▶ [Brief]:
Only the line with "the woman's left" and the lines after it, to the end of the data, should appear in the answer, each reproduced exactly.

▶ [Data for this exercise]:
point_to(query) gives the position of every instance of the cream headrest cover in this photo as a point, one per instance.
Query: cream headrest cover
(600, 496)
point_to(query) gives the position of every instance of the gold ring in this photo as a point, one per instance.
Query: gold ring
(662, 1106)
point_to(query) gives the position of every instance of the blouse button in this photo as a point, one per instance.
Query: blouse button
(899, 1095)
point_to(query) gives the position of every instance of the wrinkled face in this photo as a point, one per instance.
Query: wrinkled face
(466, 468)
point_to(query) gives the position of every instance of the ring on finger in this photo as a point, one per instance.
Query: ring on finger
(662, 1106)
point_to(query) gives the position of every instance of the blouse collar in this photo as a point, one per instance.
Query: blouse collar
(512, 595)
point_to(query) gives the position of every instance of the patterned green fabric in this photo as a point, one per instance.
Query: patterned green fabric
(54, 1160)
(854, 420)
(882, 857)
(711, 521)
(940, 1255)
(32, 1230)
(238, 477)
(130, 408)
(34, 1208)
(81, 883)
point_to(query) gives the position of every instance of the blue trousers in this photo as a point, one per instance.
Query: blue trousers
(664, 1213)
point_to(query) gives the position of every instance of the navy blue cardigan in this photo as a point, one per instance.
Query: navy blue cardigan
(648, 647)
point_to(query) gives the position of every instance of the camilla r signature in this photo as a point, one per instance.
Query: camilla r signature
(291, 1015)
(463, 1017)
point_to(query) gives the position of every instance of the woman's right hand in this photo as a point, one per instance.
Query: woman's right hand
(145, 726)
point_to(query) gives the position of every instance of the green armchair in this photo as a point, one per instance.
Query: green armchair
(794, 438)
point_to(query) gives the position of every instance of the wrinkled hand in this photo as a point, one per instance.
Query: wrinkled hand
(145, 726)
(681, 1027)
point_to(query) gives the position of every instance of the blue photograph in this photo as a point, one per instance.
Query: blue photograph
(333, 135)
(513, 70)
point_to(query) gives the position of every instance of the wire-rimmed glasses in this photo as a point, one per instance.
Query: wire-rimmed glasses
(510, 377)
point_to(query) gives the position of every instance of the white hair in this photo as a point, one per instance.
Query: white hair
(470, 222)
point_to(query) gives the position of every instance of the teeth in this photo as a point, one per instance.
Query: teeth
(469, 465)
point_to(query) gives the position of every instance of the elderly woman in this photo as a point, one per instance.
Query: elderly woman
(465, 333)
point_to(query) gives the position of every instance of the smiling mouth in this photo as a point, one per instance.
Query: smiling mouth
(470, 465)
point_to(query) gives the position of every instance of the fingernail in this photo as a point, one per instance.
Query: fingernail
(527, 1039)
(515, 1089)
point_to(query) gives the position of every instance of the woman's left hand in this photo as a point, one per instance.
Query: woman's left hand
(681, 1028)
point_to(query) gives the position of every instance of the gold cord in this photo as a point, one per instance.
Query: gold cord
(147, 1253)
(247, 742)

▶ [Solution for this exercise]:
point_to(query) gives the position of every instance of the woman's left hand in this photo as a point, one per instance.
Query: woman's left hand
(681, 1028)
point_to(query) gives the position of every instance of the gold cord in this photo as a point, one per instance.
Query: gold cord
(147, 1253)
(247, 742)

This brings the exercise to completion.